── RECORDS SHOWN ──
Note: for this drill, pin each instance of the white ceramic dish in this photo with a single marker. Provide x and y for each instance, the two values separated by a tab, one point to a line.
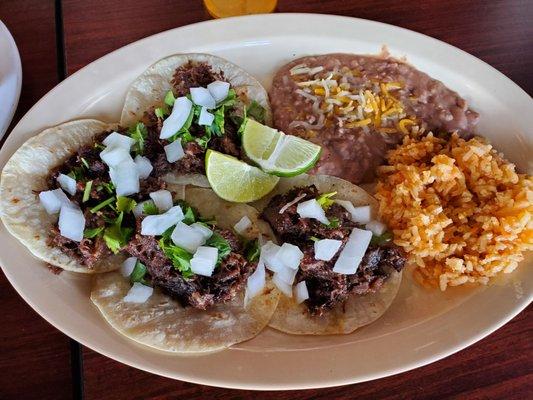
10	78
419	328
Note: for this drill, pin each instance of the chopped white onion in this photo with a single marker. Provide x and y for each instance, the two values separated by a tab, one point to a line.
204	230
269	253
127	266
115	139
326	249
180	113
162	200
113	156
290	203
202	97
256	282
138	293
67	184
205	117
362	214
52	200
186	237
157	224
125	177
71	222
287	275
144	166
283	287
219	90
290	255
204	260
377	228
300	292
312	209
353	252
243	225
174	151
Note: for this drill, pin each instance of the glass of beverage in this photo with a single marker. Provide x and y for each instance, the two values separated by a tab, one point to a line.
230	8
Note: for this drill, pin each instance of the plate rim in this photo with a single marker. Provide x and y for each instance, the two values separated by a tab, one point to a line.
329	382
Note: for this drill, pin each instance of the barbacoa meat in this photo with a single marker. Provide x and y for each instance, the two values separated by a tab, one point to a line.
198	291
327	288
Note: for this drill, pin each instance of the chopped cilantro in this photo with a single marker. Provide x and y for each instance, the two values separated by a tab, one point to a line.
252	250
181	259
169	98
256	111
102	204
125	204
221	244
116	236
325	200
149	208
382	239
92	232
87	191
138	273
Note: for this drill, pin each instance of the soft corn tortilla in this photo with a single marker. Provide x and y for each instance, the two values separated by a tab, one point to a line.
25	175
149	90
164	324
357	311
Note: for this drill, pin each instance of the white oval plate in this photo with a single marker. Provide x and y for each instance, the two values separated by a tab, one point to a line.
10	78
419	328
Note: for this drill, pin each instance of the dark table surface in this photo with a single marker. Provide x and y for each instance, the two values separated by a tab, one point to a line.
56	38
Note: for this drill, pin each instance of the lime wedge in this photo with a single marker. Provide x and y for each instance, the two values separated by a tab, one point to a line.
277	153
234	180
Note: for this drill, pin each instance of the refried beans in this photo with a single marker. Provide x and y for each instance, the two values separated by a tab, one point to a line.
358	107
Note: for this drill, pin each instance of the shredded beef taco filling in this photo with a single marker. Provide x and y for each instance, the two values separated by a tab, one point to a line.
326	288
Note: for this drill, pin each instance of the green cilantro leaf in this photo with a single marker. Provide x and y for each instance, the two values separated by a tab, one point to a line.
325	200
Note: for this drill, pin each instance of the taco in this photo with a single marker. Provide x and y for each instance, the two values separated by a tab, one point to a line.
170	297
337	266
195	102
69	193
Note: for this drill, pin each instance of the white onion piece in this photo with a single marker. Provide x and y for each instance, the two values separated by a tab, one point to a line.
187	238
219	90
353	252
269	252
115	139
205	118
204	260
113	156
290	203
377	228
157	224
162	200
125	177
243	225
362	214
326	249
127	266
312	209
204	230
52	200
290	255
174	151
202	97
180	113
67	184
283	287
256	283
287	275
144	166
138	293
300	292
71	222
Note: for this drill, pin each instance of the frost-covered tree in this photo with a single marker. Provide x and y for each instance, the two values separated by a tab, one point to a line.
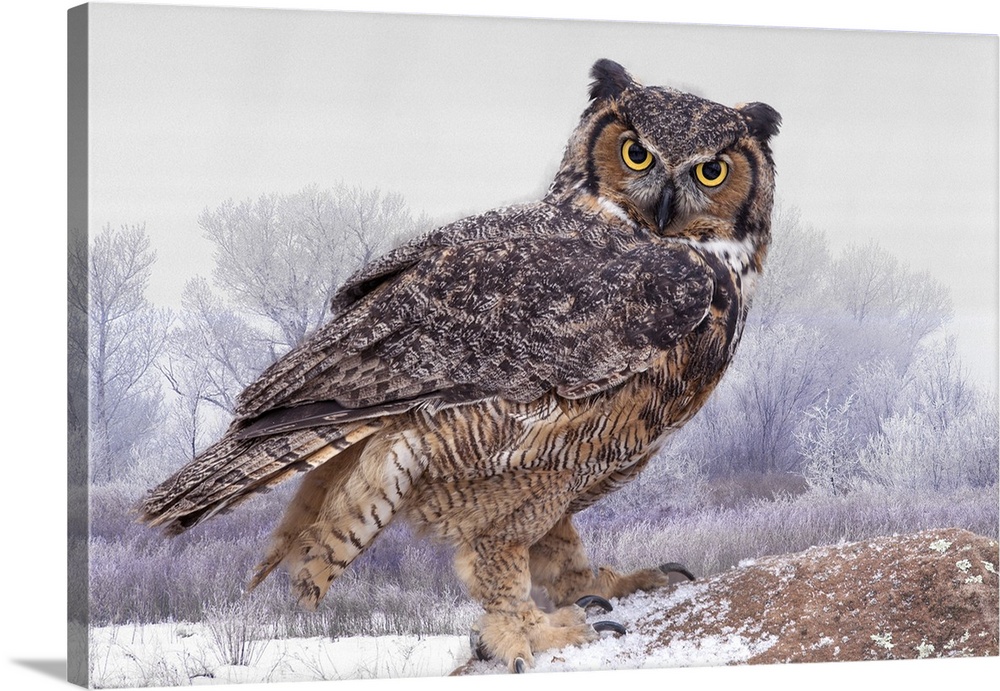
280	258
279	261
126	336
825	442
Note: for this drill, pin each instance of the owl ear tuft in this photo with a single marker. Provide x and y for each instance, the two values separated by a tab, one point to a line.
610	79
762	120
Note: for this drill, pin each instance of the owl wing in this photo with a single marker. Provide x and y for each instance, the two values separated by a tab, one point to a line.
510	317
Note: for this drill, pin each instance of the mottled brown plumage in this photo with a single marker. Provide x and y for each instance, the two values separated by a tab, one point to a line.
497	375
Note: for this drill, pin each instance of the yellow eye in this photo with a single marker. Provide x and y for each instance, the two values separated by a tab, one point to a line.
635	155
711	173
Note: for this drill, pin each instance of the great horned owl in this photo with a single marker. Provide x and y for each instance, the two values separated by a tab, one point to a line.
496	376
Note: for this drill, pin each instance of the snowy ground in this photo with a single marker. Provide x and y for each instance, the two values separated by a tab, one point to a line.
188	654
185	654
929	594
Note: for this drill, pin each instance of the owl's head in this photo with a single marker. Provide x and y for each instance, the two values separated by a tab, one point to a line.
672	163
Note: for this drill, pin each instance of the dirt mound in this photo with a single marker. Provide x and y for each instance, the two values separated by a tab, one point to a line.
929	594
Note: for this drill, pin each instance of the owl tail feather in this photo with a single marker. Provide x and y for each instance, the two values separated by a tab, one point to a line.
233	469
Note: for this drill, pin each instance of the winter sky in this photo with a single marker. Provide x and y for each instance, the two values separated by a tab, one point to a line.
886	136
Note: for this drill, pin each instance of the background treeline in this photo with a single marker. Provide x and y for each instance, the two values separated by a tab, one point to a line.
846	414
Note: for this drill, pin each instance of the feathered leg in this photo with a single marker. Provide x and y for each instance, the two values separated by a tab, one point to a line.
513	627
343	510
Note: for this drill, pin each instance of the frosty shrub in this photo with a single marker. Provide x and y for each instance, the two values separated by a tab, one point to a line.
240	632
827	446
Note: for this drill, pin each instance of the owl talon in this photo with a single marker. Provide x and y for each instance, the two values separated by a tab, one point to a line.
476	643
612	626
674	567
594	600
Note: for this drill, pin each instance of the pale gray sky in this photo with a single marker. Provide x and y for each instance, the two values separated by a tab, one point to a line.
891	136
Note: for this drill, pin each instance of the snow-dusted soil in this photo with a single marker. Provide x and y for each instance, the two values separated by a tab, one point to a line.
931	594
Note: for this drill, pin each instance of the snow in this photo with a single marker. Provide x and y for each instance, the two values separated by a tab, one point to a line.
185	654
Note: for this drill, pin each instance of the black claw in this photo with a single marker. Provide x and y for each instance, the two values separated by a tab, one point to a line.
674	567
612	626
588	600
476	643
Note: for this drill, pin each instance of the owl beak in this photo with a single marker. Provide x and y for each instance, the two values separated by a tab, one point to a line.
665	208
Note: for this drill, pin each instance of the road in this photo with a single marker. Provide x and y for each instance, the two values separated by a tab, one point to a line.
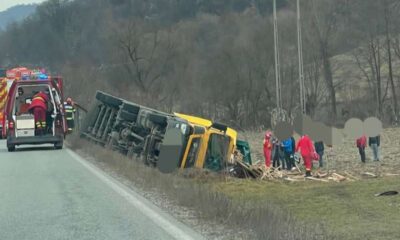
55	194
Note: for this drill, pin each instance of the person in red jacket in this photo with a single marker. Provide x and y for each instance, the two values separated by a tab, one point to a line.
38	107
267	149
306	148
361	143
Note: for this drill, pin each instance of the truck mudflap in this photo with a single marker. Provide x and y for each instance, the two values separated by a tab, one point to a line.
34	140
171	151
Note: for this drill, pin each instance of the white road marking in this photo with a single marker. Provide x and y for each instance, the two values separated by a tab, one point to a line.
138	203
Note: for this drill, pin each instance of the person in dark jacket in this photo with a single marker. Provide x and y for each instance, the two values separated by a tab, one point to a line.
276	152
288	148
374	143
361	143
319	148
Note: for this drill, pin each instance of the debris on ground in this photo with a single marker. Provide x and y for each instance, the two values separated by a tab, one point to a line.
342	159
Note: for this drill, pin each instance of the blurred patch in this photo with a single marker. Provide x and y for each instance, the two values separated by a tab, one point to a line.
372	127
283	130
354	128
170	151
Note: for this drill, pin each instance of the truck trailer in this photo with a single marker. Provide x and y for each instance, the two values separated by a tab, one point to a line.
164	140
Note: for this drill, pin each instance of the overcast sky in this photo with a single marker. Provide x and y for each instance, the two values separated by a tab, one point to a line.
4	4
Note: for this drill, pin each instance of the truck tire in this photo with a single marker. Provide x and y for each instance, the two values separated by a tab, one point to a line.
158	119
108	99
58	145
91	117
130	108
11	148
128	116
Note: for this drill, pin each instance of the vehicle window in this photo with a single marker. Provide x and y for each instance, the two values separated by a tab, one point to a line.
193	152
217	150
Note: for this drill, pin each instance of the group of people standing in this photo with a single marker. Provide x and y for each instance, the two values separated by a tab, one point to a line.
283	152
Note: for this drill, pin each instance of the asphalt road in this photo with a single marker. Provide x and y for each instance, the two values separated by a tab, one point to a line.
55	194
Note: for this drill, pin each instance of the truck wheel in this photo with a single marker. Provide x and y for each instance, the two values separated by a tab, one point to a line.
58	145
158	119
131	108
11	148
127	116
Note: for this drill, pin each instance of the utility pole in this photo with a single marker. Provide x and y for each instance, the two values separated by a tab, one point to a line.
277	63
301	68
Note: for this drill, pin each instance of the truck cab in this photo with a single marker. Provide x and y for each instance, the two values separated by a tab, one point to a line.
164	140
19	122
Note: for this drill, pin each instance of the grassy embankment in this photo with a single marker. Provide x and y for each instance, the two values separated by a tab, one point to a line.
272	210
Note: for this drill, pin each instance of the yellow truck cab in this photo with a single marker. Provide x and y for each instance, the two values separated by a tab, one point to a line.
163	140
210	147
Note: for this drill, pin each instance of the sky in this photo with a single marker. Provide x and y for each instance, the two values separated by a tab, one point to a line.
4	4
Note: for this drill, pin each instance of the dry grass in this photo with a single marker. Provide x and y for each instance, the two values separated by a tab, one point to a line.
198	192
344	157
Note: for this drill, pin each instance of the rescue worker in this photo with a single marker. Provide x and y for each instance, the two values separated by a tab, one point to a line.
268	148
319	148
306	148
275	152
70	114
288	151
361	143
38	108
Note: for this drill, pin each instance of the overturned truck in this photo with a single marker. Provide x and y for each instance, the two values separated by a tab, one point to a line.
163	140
───
WHAT IS NEEDED → Using the records above, please retype only the run of lines from the line holding "Note: for this drill, pin each instance of the dry" through the last line, both ends included.

SOLUTION FOR THIS PROBLEM →
Note: for this drill, pin each instance of the dry grass in this photo with a single marker. Provide x and y for each instance, the two values separated by a tab, one point to a line.
198	192
344	157
Note: for this drill, pin each instance of the rescue worker in this photo with a single marker. Provide x and y for each instance, the two values separated by a tab, one point to a line.
268	148
319	148
306	148
275	152
70	114
288	151
361	143
38	108
Note: for this drill, pin each instance of the overturned truck in this photo with a single marker. Provide x and y for each instance, the two values separated by a tab, one point to a line.
163	140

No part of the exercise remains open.